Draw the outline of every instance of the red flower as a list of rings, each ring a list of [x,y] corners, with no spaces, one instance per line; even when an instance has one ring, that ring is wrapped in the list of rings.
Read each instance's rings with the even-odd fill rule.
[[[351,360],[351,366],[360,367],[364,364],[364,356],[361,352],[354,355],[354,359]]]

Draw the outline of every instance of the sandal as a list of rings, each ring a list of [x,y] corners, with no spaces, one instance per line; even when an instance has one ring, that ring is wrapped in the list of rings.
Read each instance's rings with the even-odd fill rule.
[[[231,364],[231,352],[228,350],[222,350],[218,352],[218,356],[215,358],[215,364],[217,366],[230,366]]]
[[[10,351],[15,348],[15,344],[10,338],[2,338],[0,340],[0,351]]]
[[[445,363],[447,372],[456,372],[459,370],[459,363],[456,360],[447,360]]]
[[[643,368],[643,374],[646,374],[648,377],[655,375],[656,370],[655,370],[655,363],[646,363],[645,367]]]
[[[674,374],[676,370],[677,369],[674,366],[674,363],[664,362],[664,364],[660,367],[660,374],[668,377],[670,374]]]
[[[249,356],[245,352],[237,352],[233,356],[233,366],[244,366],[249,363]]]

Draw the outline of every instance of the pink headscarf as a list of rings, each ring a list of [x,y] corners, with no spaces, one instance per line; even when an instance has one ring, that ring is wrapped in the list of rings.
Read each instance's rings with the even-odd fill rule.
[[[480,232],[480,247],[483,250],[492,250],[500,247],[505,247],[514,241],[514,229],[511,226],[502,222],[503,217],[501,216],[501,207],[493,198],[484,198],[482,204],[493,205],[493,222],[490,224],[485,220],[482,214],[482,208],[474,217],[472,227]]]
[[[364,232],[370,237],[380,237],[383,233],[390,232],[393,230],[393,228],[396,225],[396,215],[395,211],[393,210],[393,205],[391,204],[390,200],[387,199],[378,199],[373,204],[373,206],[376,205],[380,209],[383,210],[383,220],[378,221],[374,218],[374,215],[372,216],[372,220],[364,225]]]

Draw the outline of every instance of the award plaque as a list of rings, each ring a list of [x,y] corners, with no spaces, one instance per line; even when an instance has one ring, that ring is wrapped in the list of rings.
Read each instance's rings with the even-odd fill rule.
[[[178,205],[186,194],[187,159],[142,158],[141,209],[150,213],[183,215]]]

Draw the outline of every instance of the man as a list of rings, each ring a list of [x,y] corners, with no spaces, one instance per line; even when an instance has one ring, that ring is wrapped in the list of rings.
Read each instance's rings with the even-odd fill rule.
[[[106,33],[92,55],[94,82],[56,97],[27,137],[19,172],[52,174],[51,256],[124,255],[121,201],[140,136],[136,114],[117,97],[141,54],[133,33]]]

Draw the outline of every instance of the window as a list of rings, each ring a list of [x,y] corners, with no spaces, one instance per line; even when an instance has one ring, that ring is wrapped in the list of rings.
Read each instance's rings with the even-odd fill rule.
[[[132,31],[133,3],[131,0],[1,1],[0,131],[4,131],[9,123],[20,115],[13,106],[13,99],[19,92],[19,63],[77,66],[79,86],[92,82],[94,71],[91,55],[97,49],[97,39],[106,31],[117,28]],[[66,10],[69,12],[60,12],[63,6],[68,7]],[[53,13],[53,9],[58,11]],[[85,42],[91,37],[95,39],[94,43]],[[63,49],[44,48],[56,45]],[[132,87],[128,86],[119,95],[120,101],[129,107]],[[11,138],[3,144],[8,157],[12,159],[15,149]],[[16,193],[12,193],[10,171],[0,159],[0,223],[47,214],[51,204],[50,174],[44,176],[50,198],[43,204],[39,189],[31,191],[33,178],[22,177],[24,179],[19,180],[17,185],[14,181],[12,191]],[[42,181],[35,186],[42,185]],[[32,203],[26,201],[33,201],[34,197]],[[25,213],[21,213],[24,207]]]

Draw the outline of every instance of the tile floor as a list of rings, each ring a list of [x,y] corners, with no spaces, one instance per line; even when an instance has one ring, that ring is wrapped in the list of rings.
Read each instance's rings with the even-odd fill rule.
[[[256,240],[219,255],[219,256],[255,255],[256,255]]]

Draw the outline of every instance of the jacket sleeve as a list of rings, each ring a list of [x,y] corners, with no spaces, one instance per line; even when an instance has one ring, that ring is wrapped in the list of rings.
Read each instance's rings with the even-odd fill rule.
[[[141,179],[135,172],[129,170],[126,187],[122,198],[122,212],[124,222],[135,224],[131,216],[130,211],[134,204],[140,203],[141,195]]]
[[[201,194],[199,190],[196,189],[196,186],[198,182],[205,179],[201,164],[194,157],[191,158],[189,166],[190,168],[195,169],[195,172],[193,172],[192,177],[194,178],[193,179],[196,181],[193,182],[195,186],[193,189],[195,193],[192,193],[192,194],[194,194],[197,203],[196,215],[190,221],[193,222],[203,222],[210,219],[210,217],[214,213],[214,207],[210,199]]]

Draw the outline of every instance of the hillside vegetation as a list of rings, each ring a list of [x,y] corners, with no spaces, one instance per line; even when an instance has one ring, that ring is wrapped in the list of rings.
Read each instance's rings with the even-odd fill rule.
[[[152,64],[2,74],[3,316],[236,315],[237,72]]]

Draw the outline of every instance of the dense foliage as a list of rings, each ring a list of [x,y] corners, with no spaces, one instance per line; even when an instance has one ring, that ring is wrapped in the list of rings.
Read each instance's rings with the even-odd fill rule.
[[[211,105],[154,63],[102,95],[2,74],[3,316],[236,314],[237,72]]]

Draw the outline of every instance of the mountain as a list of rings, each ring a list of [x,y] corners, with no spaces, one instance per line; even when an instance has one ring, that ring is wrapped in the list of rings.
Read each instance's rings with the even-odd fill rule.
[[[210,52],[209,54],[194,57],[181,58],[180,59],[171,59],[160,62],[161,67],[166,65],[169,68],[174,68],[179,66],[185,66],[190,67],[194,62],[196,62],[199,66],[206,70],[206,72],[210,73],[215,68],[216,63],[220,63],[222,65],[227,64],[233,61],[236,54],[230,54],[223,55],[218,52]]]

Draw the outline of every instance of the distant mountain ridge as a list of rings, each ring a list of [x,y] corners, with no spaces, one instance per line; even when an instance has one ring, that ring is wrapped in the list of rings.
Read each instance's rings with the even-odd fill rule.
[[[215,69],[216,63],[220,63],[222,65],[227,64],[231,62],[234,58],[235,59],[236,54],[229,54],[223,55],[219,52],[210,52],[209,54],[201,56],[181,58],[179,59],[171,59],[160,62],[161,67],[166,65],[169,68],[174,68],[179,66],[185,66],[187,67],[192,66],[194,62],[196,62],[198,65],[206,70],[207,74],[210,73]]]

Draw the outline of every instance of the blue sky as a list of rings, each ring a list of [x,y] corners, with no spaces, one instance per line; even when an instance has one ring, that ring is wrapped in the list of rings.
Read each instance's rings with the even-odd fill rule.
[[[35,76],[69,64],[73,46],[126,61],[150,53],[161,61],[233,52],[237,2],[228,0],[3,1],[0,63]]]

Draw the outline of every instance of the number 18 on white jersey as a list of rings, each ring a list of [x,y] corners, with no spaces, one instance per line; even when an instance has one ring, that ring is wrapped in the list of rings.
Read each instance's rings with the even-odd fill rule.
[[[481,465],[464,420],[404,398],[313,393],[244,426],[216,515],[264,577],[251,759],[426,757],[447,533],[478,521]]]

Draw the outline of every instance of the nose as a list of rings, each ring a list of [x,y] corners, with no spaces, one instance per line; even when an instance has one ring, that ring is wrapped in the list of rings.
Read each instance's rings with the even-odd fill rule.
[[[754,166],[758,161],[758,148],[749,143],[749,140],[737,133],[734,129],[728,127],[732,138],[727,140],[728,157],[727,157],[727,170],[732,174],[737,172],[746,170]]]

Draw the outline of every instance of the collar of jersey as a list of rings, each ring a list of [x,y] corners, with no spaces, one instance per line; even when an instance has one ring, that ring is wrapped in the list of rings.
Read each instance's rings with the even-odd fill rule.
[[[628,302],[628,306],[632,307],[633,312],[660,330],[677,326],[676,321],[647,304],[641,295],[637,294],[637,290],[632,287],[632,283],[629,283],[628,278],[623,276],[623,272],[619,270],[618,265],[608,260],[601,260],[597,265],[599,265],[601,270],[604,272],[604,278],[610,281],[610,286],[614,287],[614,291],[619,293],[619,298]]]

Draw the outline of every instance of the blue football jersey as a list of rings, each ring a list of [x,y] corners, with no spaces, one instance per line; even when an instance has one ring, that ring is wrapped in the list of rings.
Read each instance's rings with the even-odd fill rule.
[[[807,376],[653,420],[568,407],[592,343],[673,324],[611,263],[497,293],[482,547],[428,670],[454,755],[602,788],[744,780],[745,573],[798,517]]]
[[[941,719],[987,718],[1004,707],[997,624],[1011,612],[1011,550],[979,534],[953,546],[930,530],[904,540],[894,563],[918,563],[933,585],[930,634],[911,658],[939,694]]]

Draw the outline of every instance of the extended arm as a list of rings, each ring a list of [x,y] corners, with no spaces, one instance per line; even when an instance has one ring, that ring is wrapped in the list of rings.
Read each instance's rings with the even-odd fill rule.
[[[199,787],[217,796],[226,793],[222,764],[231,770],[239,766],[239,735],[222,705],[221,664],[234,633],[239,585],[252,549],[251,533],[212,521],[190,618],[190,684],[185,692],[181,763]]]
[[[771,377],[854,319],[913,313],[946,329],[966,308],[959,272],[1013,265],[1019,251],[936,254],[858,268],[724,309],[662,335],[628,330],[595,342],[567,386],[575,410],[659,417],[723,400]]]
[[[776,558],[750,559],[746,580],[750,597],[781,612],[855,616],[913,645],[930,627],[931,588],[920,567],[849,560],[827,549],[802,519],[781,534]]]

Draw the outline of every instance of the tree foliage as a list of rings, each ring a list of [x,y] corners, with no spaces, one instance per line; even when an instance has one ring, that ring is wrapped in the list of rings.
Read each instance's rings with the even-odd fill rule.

+ + + + + + +

Rewrite the part that opens with the line containing "Draw the outline of every instance of the window" and closes with the line containing "[[[256,240],[219,255],[219,256],[255,255],[256,255]]]", changing "tile floor" to "stone floor" and leaving all else unchanged. Give only those lines.

▸ FULL OUTPUT:
Draw the outline of every instance of the window as a list of rings, each ring a list of [x,y] corners, with no spaces, one instance per line; even when an instance has one ring, that ring is wrapped in the list of rings.
Read each instance's rings with the even-odd fill rule.
[[[132,31],[133,3],[131,0],[1,1],[0,131],[4,131],[9,123],[20,115],[13,106],[13,99],[19,92],[19,63],[77,66],[79,86],[92,82],[94,71],[91,55],[97,49],[97,39],[106,31],[117,28]],[[66,10],[69,12],[60,12],[63,6],[68,7]],[[53,13],[53,9],[58,11]],[[85,42],[91,37],[95,39],[94,43]],[[63,49],[44,48],[56,45]],[[132,87],[128,86],[119,95],[120,101],[129,107]],[[11,138],[3,144],[8,157],[12,159],[15,149]],[[16,193],[12,193],[10,171],[0,159],[0,223],[47,214],[51,204],[50,174],[44,176],[50,198],[43,204],[39,189],[31,191],[33,178],[22,177],[24,179],[19,180],[17,185],[14,181],[12,191]],[[42,181],[35,186],[42,185]],[[32,203],[26,201],[33,201],[34,197]],[[25,213],[21,213],[24,207]]]

Draw the outline of every instance of the stone floor as a list of rings, each ring a list of [x,y] corners, with no spaces, one instance per line; even when an instance has one ring, that ring is wrapped in the list of rings.
Read each instance's rings with the even-odd fill rule.
[[[256,240],[219,255],[219,256],[255,255],[256,255]]]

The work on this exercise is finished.